**Recorded information**:
-- -- --
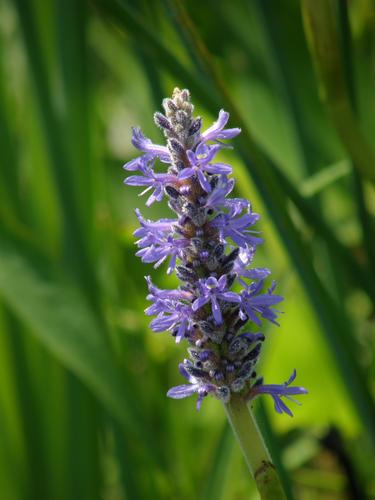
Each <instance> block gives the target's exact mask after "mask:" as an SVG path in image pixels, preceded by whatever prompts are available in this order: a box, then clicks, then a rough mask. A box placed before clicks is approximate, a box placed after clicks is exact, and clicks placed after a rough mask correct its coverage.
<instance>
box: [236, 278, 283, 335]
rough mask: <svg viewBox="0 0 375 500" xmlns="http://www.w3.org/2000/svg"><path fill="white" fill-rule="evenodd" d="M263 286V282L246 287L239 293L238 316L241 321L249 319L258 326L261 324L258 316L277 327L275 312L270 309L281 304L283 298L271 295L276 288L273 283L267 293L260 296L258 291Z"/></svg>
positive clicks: (262, 294)
mask: <svg viewBox="0 0 375 500" xmlns="http://www.w3.org/2000/svg"><path fill="white" fill-rule="evenodd" d="M263 285H264V280H260V281H259V282H253V283H251V284H250V285H246V288H245V289H244V290H243V291H242V292H241V307H240V316H241V318H242V319H244V320H245V319H249V320H250V321H253V322H254V323H255V324H256V325H258V326H260V325H261V324H262V322H261V320H260V318H259V316H258V315H260V316H261V317H262V318H265V319H268V320H269V321H271V322H272V323H275V324H276V325H277V324H278V323H276V318H277V311H275V310H273V309H271V307H272V306H274V305H275V304H278V303H279V302H281V301H282V300H283V298H282V297H281V296H280V295H274V294H273V291H274V289H275V286H276V283H275V282H274V283H273V285H272V287H271V288H269V290H268V293H263V294H261V293H260V291H261V290H262V289H263Z"/></svg>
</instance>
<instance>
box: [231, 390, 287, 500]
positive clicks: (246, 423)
mask: <svg viewBox="0 0 375 500" xmlns="http://www.w3.org/2000/svg"><path fill="white" fill-rule="evenodd" d="M224 406H225V411H226V413H227V417H228V420H229V422H230V424H231V426H232V429H233V432H234V434H235V436H236V438H237V440H238V442H239V445H240V446H241V449H242V453H243V454H244V457H245V460H246V463H247V465H248V467H249V470H250V473H251V475H252V476H253V478H254V479H255V482H256V485H257V488H258V491H259V493H260V497H261V499H262V500H274V499H279V500H283V499H286V496H285V494H284V491H283V489H282V486H281V483H280V479H279V476H278V475H277V472H276V469H275V466H274V465H273V463H272V459H271V457H270V454H269V451H268V450H267V447H266V445H265V443H264V441H263V438H262V435H261V433H260V431H259V429H258V425H257V423H256V420H255V418H254V415H253V414H252V412H251V410H250V409H249V408H248V407H247V404H246V401H245V400H244V399H243V398H242V397H241V396H240V395H238V394H236V395H232V397H231V400H230V402H229V403H228V404H226V405H224Z"/></svg>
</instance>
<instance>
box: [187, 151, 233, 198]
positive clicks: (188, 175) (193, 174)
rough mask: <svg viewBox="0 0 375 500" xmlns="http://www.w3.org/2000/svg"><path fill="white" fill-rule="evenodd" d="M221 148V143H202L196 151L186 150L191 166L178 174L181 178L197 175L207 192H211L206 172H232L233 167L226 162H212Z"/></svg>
mask: <svg viewBox="0 0 375 500" xmlns="http://www.w3.org/2000/svg"><path fill="white" fill-rule="evenodd" d="M219 149H221V146H220V145H214V146H207V145H206V144H204V143H201V144H200V145H199V146H198V147H197V150H196V152H194V151H191V150H188V151H187V152H186V155H187V158H188V160H189V164H190V166H189V167H186V168H184V169H183V170H182V171H181V172H180V173H179V175H178V178H179V179H180V180H182V179H189V178H190V177H193V176H195V175H196V176H197V177H198V181H199V184H200V185H201V187H202V189H204V191H206V193H210V192H211V186H210V183H209V182H208V180H207V178H206V176H205V174H204V172H207V173H209V174H230V173H231V172H232V167H231V166H230V165H227V164H226V163H210V161H211V160H212V159H213V157H214V156H215V154H216V152H217V151H218V150H219Z"/></svg>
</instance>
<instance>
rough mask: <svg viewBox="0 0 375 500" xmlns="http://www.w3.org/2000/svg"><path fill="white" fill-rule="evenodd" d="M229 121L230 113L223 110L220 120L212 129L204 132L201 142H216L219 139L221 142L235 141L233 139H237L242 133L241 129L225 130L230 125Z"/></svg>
mask: <svg viewBox="0 0 375 500" xmlns="http://www.w3.org/2000/svg"><path fill="white" fill-rule="evenodd" d="M228 120H229V113H227V112H226V111H224V110H223V109H221V110H220V112H219V117H218V119H217V120H216V122H215V123H214V124H213V125H212V126H211V127H210V128H208V129H207V130H206V131H205V132H203V134H202V135H201V140H202V141H203V142H207V141H216V140H218V139H220V140H222V139H233V137H236V135H238V134H239V133H241V129H240V128H229V129H227V130H224V127H225V125H226V124H227V123H228Z"/></svg>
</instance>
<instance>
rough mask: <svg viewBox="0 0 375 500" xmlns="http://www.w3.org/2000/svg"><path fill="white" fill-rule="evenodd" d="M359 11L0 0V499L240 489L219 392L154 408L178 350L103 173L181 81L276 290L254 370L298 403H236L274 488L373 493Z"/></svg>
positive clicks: (209, 498)
mask: <svg viewBox="0 0 375 500" xmlns="http://www.w3.org/2000/svg"><path fill="white" fill-rule="evenodd" d="M312 5H313V7H314V8H313V9H312V10H311V6H312ZM301 9H302V10H303V12H304V18H305V27H304V23H303V19H302V14H301ZM327 9H328V10H327ZM374 23H375V8H374V4H373V3H372V2H371V1H370V0H353V1H351V2H349V4H348V5H347V4H346V2H345V0H338V1H337V2H335V1H333V0H332V1H331V0H327V1H323V0H316V2H312V1H311V0H304V1H303V2H302V3H301V4H300V3H299V2H297V1H286V2H278V1H277V0H251V1H247V0H238V1H234V2H215V1H214V0H207V1H206V2H199V1H197V0H194V1H190V2H180V1H178V0H159V1H157V0H155V1H150V0H149V1H146V0H144V1H142V0H139V1H137V2H130V1H126V0H92V1H91V2H90V3H86V2H85V1H84V0H53V1H51V2H46V1H44V0H13V1H11V0H1V1H0V151H1V154H0V169H1V183H0V220H1V224H0V429H1V431H0V496H1V498H2V499H5V500H26V499H30V500H31V499H35V500H50V499H51V500H52V499H53V500H55V499H56V500H66V499H72V500H74V499H79V500H85V499H87V500H95V499H103V500H119V499H131V500H137V499H151V498H152V499H158V498H160V499H191V498H202V499H215V500H219V499H242V498H251V495H253V496H254V498H256V493H255V492H254V491H252V483H251V480H250V479H249V477H248V476H247V472H246V468H245V464H244V462H243V460H242V457H241V455H240V452H239V449H238V447H237V445H236V444H235V443H234V439H233V437H232V435H231V434H230V432H229V429H228V426H227V424H226V422H225V419H224V413H223V411H222V408H221V407H220V403H219V402H218V401H215V400H213V399H210V400H207V401H205V404H204V405H203V408H202V411H201V413H200V414H196V411H195V408H194V404H193V402H192V401H191V400H184V401H178V402H176V401H171V400H168V399H167V398H166V397H165V393H166V391H167V389H168V388H169V387H170V386H171V385H174V384H176V383H179V380H180V378H179V375H178V373H177V369H176V366H177V361H178V360H179V359H181V358H182V357H183V355H184V354H183V348H181V347H180V346H176V345H175V344H174V343H173V342H172V341H171V339H169V338H168V336H167V335H166V334H162V335H155V334H151V333H150V332H149V331H148V326H147V323H148V319H147V318H145V317H144V315H143V309H144V308H145V305H146V304H145V295H146V286H145V282H144V279H143V276H144V274H148V273H149V272H150V271H151V269H147V268H145V266H143V265H142V266H141V265H140V263H139V261H138V260H137V259H136V258H135V256H134V251H135V247H134V238H133V236H132V232H133V230H134V229H135V225H136V220H135V216H134V208H135V207H136V206H139V204H140V201H139V200H138V199H137V197H136V195H135V194H134V189H130V188H126V187H124V186H123V184H122V181H123V177H124V172H123V171H122V169H121V166H122V164H123V163H124V162H125V161H127V160H129V159H131V158H132V157H133V156H134V155H135V154H136V152H135V150H134V149H133V148H132V146H131V143H130V137H131V135H130V126H131V125H141V126H142V128H143V130H144V131H145V133H146V134H147V135H148V136H149V137H151V138H153V139H154V140H160V134H159V133H158V131H157V130H156V128H155V126H154V125H153V122H152V114H153V111H154V110H156V109H160V103H161V99H162V97H164V96H167V95H169V94H170V93H171V91H172V89H173V87H174V86H176V85H179V86H181V87H188V88H189V89H190V90H191V92H192V98H193V102H194V103H195V105H196V109H197V112H198V113H199V114H201V115H202V116H203V118H204V122H205V124H206V126H207V125H208V124H209V123H210V122H211V121H212V120H213V119H214V118H215V117H216V115H217V112H218V110H219V109H220V108H221V107H224V108H225V109H226V110H228V111H230V112H231V117H232V118H231V125H232V126H241V128H242V130H243V133H242V134H241V136H240V137H239V138H238V139H236V140H235V141H234V146H235V149H234V150H233V151H227V152H225V153H224V152H223V153H222V158H223V159H225V160H227V161H230V162H232V163H233V165H234V171H235V175H236V177H237V179H238V181H239V182H238V187H237V189H238V193H239V194H240V195H241V196H245V197H247V198H249V199H250V200H251V201H252V203H253V206H254V209H255V210H256V211H257V212H260V213H261V214H262V219H261V222H260V224H259V228H260V229H261V231H262V233H263V235H264V237H265V239H266V244H265V245H264V246H263V247H262V249H260V250H259V252H258V254H257V255H259V256H257V262H256V264H257V265H259V266H261V265H267V266H269V267H271V268H272V269H273V275H274V277H275V279H277V280H278V282H279V291H280V293H282V294H283V295H284V296H285V297H286V300H285V302H284V303H283V310H284V315H283V316H282V318H281V327H280V328H279V329H275V328H273V329H272V331H271V332H269V335H268V341H267V342H266V344H265V350H264V355H263V366H262V371H263V373H264V375H265V379H266V381H268V382H281V381H282V380H286V379H287V378H288V376H289V375H290V373H291V371H292V369H293V367H296V369H297V372H298V381H299V383H300V384H301V385H303V386H305V387H307V388H308V389H309V392H310V394H309V396H306V397H305V398H303V406H302V407H301V408H299V407H296V410H295V416H294V418H293V419H289V418H288V417H286V416H279V415H276V414H275V413H274V412H273V410H272V404H271V402H270V401H257V403H256V405H255V406H256V411H257V412H258V415H259V417H260V422H261V425H262V427H263V428H264V432H265V433H266V436H267V440H268V442H269V446H270V448H271V449H272V451H273V453H274V456H275V460H276V462H277V464H278V467H279V469H280V471H281V473H282V476H283V481H284V483H285V487H286V489H287V491H288V494H289V497H290V498H301V499H324V498H327V499H335V498H337V499H344V498H375V479H374V474H373V471H374V470H375V460H374V437H375V410H374V390H375V387H374V375H375V373H374V370H375V364H374V318H375V314H374V298H375V291H374V290H375V284H374V283H375V272H374V266H375V264H374V263H375V237H374V219H375V189H374V169H375V164H374V162H373V161H372V158H373V155H375V151H374V148H373V135H374V131H375V99H374V92H373V88H374V84H375V30H374V26H375V24H374ZM305 33H307V35H306V34H305ZM307 40H309V44H308V43H307ZM309 47H310V48H309ZM313 61H314V64H313ZM166 213H167V211H166V208H165V207H163V206H155V205H154V206H153V207H152V209H150V210H149V211H148V212H147V215H148V216H149V217H151V218H156V217H157V216H162V215H163V214H166ZM154 274H156V275H157V276H155V281H156V282H158V283H159V284H160V285H163V284H166V285H167V284H168V283H167V281H168V279H169V278H168V279H167V277H166V275H165V269H160V270H158V271H157V272H155V273H154ZM301 399H302V398H301Z"/></svg>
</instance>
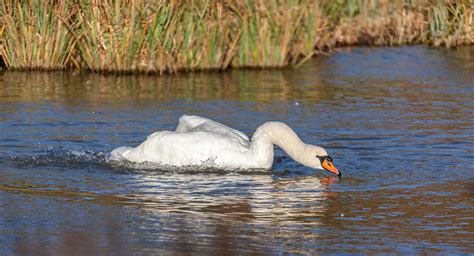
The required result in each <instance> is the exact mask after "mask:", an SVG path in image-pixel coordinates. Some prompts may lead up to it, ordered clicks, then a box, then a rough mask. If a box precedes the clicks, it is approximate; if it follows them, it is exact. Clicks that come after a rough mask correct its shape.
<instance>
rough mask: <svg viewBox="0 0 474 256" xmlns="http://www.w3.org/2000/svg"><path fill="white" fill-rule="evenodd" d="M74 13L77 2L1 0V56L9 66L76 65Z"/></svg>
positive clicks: (34, 68)
mask: <svg viewBox="0 0 474 256" xmlns="http://www.w3.org/2000/svg"><path fill="white" fill-rule="evenodd" d="M74 13H75V8H74V5H71V4H68V2H67V1H62V2H59V3H55V1H50V0H45V1H41V0H25V1H21V2H20V1H15V0H3V1H1V2H0V16H1V17H2V18H1V21H2V27H1V28H0V32H1V33H0V36H1V47H0V55H1V57H2V58H3V61H4V62H5V65H6V66H7V68H10V69H48V70H57V69H64V68H66V67H68V66H74V64H75V62H74V60H73V55H74V51H75V44H76V42H77V40H75V38H74V37H73V33H76V31H75V30H74V27H75V24H76V21H75V19H74Z"/></svg>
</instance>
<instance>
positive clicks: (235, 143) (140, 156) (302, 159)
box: [110, 115, 339, 175]
mask: <svg viewBox="0 0 474 256" xmlns="http://www.w3.org/2000/svg"><path fill="white" fill-rule="evenodd" d="M274 145H277V146H279V147H280V148H282V149H283V150H284V151H285V152H286V153H287V154H288V155H289V156H290V157H292V158H293V159H294V160H296V161H297V162H299V163H301V164H303V165H305V166H308V167H311V168H315V169H327V168H323V166H322V160H320V158H318V157H325V156H327V152H326V150H325V149H324V148H322V147H318V146H314V145H309V144H305V143H303V142H302V141H301V140H300V138H299V137H298V136H297V135H296V133H295V132H294V131H293V130H292V129H291V128H290V127H288V126H287V125H286V124H284V123H281V122H267V123H265V124H263V125H261V126H260V127H259V128H258V129H257V130H256V131H255V133H254V135H253V137H252V139H251V140H250V139H249V137H247V135H245V134H244V133H242V132H240V131H238V130H235V129H232V128H230V127H227V126H225V125H223V124H221V123H218V122H216V121H213V120H210V119H207V118H203V117H198V116H187V115H183V116H181V117H180V118H179V124H178V126H177V127H176V130H175V131H158V132H155V133H153V134H151V135H149V136H148V137H147V139H146V140H145V141H144V142H143V143H141V144H140V145H139V146H137V147H134V148H132V147H119V148H117V149H115V150H113V151H112V152H111V154H110V159H111V160H128V161H131V162H138V163H142V162H153V163H157V164H159V165H166V166H172V167H186V166H205V167H213V168H218V169H225V170H237V169H239V170H242V169H267V170H268V169H270V168H271V167H272V164H273V158H274V149H273V148H274ZM331 161H332V160H331ZM334 169H335V168H334ZM336 171H337V169H336ZM334 173H336V172H334ZM336 174H338V175H339V172H337V173H336Z"/></svg>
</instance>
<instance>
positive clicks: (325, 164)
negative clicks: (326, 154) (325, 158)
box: [321, 159, 341, 176]
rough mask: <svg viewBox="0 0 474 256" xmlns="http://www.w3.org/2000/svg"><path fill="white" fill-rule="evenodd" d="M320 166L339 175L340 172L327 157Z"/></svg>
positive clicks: (337, 175)
mask: <svg viewBox="0 0 474 256" xmlns="http://www.w3.org/2000/svg"><path fill="white" fill-rule="evenodd" d="M321 166H322V167H323V168H324V170H326V171H330V172H332V173H334V174H336V175H337V176H341V172H340V171H339V170H338V169H337V168H336V167H335V166H334V165H333V164H332V163H331V162H330V161H328V160H327V159H324V160H323V163H322V164H321Z"/></svg>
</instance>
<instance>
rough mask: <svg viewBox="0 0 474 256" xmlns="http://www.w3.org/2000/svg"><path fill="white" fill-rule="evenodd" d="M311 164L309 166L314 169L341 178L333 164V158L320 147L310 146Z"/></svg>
mask: <svg viewBox="0 0 474 256" xmlns="http://www.w3.org/2000/svg"><path fill="white" fill-rule="evenodd" d="M307 155H309V161H308V162H309V164H308V165H307V166H309V167H312V168H314V169H320V170H326V171H328V172H331V173H334V174H336V175H337V176H339V177H340V176H341V172H340V171H339V170H338V169H337V168H336V166H334V164H333V163H332V161H333V160H332V157H330V156H329V155H328V153H327V151H326V150H325V149H324V148H322V147H318V146H313V145H309V153H307Z"/></svg>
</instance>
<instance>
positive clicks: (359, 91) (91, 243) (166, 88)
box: [0, 47, 474, 255]
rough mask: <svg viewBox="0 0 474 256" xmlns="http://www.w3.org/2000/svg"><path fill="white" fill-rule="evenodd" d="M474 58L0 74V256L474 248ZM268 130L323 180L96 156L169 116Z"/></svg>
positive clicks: (157, 129) (307, 172)
mask: <svg viewBox="0 0 474 256" xmlns="http://www.w3.org/2000/svg"><path fill="white" fill-rule="evenodd" d="M473 71H474V48H472V47H471V48H469V47H468V48H462V49H458V50H449V51H448V50H444V49H430V48H425V47H401V48H352V49H347V50H344V51H341V52H337V53H334V54H332V55H331V56H330V57H318V58H315V59H314V60H311V61H309V62H308V63H306V64H305V65H304V66H302V67H301V68H299V69H286V70H270V71H252V70H246V71H230V72H224V73H218V72H216V73H194V74H180V75H174V76H163V77H156V76H113V75H100V74H87V73H76V72H64V73H61V72H59V73H41V72H7V71H0V131H1V132H0V208H1V209H2V210H1V211H0V244H1V245H2V246H1V248H0V254H2V255H10V254H21V255H25V254H131V253H133V254H156V253H172V254H176V253H199V254H202V253H206V254H211V253H212V254H224V253H239V254H246V253H266V254H299V253H302V254H307V253H309V254H326V253H341V254H343V253H344V254H345V253H355V254H361V253H363V254H365V253H368V252H372V253H397V254H402V253H403V254H405V253H410V254H414V253H416V254H419V253H429V254H431V253H437V252H438V253H443V254H444V253H474V246H473V245H472V244H473V243H472V241H473V239H472V238H473V237H474V228H473V226H474V164H473V161H472V159H473V155H474V76H473V75H472V74H473ZM185 113H186V114H193V115H200V116H204V117H208V118H211V119H214V120H216V121H219V122H221V123H224V124H226V125H229V126H231V127H233V128H236V129H239V130H241V131H243V132H245V133H246V134H247V135H251V134H252V133H253V132H254V131H255V129H256V128H257V127H258V126H259V125H260V124H262V123H264V122H266V121H282V122H285V123H287V124H288V125H289V126H290V127H292V128H293V129H294V130H295V131H296V133H298V134H299V136H300V137H301V138H302V139H303V140H304V141H305V142H307V143H312V144H316V145H321V146H323V147H325V148H326V149H327V150H328V151H329V153H330V155H331V156H332V157H333V158H334V164H335V165H336V166H337V167H338V168H339V169H340V170H342V171H343V177H342V178H340V179H339V178H337V177H334V176H332V175H331V174H329V173H324V172H322V171H317V170H311V169H309V168H306V167H303V166H301V165H299V164H298V163H296V162H294V161H293V160H292V159H290V158H288V157H287V156H285V154H284V152H283V151H281V150H279V149H277V150H276V159H275V162H274V166H273V170H272V171H269V172H255V173H242V172H216V171H213V172H205V171H203V170H196V171H193V170H188V171H185V172H183V171H172V170H162V169H159V168H152V167H151V168H141V169H136V168H132V167H133V166H126V165H116V164H112V163H109V162H108V161H106V156H107V153H108V152H110V151H111V150H112V149H114V148H116V147H118V146H123V145H129V146H134V145H138V144H139V143H140V142H142V141H143V140H144V139H145V138H146V136H147V135H149V134H151V133H153V132H155V131H157V130H173V129H174V128H175V126H176V125H177V121H178V118H179V116H180V115H182V114H185Z"/></svg>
-- -- --
**Requirement**:
From the records above, copy out the line with "negative clicks: (326, 154) (325, 158)", the line with "58L0 74V256L474 248ZM268", and every line between them, word for word.

**Output of the task**:
negative clicks: (326, 154) (325, 158)
box: [321, 159, 341, 176]
rough mask: <svg viewBox="0 0 474 256" xmlns="http://www.w3.org/2000/svg"><path fill="white" fill-rule="evenodd" d="M320 166L339 175L340 172L327 157Z"/></svg>
positive clicks: (337, 175)
mask: <svg viewBox="0 0 474 256" xmlns="http://www.w3.org/2000/svg"><path fill="white" fill-rule="evenodd" d="M321 166H322V167H323V168H324V170H326V171H330V172H332V173H334V174H336V175H337V176H341V172H340V171H339V170H338V169H337V168H336V167H335V166H334V165H333V164H332V163H331V162H330V161H328V160H327V159H324V160H323V163H322V164H321Z"/></svg>
</instance>
<instance>
rough mask: <svg viewBox="0 0 474 256" xmlns="http://www.w3.org/2000/svg"><path fill="white" fill-rule="evenodd" d="M311 164L309 166L314 169L341 178L333 164V158L320 147L310 146Z"/></svg>
mask: <svg viewBox="0 0 474 256" xmlns="http://www.w3.org/2000/svg"><path fill="white" fill-rule="evenodd" d="M307 155H309V161H308V162H309V164H308V165H307V166H309V167H312V168H314V169H320V170H326V171H328V172H331V173H334V174H336V175H337V176H339V177H340V176H341V172H340V171H339V170H338V169H337V168H336V166H334V164H333V163H332V161H333V160H332V157H330V156H329V155H328V153H327V151H326V150H325V149H324V148H322V147H318V146H313V145H309V153H307Z"/></svg>
</instance>
<instance>
positive clicks: (359, 91) (91, 243) (166, 88)
box: [0, 47, 474, 255]
rough mask: <svg viewBox="0 0 474 256" xmlns="http://www.w3.org/2000/svg"><path fill="white" fill-rule="evenodd" d="M474 58L0 74V256L474 248ZM268 130L323 180L96 156L169 116Z"/></svg>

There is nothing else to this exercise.